- **PROMPT**:
Return every line of the material below that contains the word "white".

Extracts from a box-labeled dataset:
Begin

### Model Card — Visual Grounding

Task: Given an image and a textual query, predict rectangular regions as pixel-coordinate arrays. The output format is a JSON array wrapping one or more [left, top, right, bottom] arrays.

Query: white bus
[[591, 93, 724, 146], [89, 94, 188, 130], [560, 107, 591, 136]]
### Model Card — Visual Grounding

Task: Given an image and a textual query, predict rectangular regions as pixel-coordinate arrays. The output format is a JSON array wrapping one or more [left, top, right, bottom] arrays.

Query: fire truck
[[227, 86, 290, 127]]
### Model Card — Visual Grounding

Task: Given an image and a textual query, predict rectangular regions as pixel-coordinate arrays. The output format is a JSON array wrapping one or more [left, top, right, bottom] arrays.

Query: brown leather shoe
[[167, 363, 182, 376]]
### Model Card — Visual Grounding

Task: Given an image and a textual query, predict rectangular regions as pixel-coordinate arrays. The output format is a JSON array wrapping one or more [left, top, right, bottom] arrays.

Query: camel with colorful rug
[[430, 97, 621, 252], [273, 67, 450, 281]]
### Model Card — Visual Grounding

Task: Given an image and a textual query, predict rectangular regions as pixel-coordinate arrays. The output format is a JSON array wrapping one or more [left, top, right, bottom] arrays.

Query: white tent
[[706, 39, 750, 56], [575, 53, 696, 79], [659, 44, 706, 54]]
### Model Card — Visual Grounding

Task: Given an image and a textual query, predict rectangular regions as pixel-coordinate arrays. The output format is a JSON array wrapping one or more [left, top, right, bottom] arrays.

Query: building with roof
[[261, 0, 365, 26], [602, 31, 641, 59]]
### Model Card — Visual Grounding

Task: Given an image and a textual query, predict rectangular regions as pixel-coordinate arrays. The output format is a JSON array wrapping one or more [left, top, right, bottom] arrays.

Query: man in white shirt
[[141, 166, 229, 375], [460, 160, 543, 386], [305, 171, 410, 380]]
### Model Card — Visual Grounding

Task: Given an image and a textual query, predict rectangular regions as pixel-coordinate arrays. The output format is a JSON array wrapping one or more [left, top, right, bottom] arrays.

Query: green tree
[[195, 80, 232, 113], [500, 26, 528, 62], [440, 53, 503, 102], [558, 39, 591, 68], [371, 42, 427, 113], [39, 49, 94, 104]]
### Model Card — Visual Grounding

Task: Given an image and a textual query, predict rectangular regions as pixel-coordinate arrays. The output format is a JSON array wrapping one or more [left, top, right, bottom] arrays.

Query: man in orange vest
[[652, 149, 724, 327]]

End

- **ANSWER IN FULL**:
Query: white bus
Query: white tent
Query: man in white shirt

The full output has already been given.